--- INFORMATION Enclosed Below ---

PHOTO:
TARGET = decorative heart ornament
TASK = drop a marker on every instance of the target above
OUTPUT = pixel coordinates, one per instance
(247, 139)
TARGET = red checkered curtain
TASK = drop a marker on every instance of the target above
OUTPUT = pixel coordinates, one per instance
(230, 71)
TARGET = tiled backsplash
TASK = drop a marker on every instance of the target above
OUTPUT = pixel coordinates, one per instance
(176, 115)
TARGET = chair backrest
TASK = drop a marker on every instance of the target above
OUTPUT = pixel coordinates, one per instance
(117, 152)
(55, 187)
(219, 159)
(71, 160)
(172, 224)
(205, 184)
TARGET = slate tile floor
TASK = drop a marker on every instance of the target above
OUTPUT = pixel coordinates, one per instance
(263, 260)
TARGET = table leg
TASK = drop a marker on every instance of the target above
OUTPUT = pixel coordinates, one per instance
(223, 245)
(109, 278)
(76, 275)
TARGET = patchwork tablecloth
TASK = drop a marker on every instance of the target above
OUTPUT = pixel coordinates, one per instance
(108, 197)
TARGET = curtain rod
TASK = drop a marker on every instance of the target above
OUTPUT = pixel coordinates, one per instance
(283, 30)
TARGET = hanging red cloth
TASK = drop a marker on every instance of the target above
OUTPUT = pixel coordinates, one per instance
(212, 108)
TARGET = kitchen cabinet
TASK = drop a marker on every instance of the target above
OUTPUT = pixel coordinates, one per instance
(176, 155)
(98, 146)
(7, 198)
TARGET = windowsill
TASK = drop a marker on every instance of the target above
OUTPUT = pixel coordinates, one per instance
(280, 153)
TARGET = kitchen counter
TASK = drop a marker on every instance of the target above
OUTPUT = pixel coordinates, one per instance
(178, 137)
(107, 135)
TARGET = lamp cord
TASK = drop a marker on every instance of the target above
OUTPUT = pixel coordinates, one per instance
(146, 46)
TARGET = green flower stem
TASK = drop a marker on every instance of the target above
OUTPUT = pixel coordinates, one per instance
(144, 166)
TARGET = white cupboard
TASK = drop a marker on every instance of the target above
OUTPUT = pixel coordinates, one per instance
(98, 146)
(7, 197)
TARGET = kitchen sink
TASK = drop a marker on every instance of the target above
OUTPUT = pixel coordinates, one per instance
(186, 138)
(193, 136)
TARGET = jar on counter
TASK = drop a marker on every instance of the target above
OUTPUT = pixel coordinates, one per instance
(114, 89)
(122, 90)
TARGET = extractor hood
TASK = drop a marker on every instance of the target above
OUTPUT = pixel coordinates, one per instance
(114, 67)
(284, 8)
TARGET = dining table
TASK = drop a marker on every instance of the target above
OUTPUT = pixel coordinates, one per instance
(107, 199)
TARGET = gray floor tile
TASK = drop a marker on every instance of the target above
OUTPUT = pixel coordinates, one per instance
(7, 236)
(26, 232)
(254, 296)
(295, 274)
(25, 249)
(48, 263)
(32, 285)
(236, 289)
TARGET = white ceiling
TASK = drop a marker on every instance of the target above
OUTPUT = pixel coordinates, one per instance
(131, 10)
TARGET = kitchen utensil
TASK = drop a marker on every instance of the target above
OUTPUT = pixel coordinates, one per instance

--- End of Enclosed INFORMATION ---

TASK REQUIREMENTS:
Nothing in the entries may be left out; each line is to be output exactly.

EXPECTED OUTPUT:
PHOTO:
TARGET = decorative heart ornament
TASK = drop a marker on every instance of the target above
OUTPUT = pixel coordinates, one per instance
(247, 139)
TARGET = red checkered curtain
TASK = drop a marker on every instance of the target above
OUTPUT = pixel coordinates, one per instance
(230, 71)
TARGET = tiled backsplash
TASK = drop a marker on every instance of the target above
OUTPUT = pixel coordinates, one per instance
(176, 115)
TARGET = chair backrest
TASK = drop a marker on every instance of the target above
OUTPUT = pixel coordinates, one per instance
(117, 152)
(55, 187)
(219, 159)
(71, 160)
(172, 224)
(205, 184)
TARGET = slate tile floor
TASK = drop a marker on every instance of the target above
OUTPUT = pixel coordinates, one per instance
(263, 260)
TARGET = table leg
TASK = drop a marker on every instance of the target above
OUTPUT = pixel coordinates, one per instance
(223, 245)
(109, 278)
(76, 275)
TARGET = patchwork tablecloth
TASK = drop a marker on every instance of the target above
OUTPUT = pixel coordinates, one per instance
(108, 197)
TARGET = curtain rod
TASK = drop a marker on every instance of the target above
OUTPUT = pixel coordinates, one per instance
(283, 30)
TARGET = hanging red cloth
TASK = drop a marker on every instance of the target above
OUTPUT = pixel coordinates, one per instance
(212, 108)
TARGET = kitchen cabinet
TASK = drop a marker on every instance of the target above
OUTPUT = pixel coordinates, one per instance
(176, 155)
(98, 146)
(7, 198)
TARGET = windowsill
TASK = drop a marker on every instance of the target above
OUTPUT = pixel coordinates, one per instance
(280, 153)
TARGET = kitchen counter
TASK = drop a marker on every instance of the target above
OUTPUT = pixel coordinates, one per instance
(178, 137)
(107, 135)
TARGET = lamp cord
TASK = drop a marker on every instance of the target above
OUTPUT = pixel coordinates, one per instance
(146, 46)
TARGET = green flower stem
TASK = drop a marker on every instance of the target above
OUTPUT = pixel coordinates, one per instance
(144, 166)
TARGET = white cupboard
TASK = drop a marker on every instance of the target above
OUTPUT = pixel coordinates, one per instance
(98, 146)
(7, 197)
TARGET = kitchen sink
TASK = drop a marker on every instance of the target above
OUTPUT = pixel coordinates, one per instance
(186, 138)
(193, 136)
TARGET = jar on counter
TASK = drop a marker on every instance of the target above
OUTPUT = pixel coordinates, one per instance
(114, 89)
(122, 90)
TARGET = extractor hood
TASK = drop a marker on every instance of the target above
OUTPUT = pixel coordinates, one per instance
(114, 67)
(284, 8)
TARGET = dining table
TASK = drop a marker on every instance of the target above
OUTPUT = pixel coordinates, one per instance
(107, 199)
TARGET = gray floor tile
TASK = drop a marker on every instance of the target above
OUTPUT = pixel coordinates, one per instance
(7, 236)
(26, 232)
(254, 296)
(295, 274)
(25, 249)
(48, 263)
(32, 285)
(236, 289)
TARGET = white ceiling
TASK = drop a marker on every instance of the target above
OUTPUT = pixel coordinates, one per instance
(131, 10)
TARGET = kitchen utensil
TASK = drop a marker on every instance of the target above
OUTPUT = pixel coordinates, one per instance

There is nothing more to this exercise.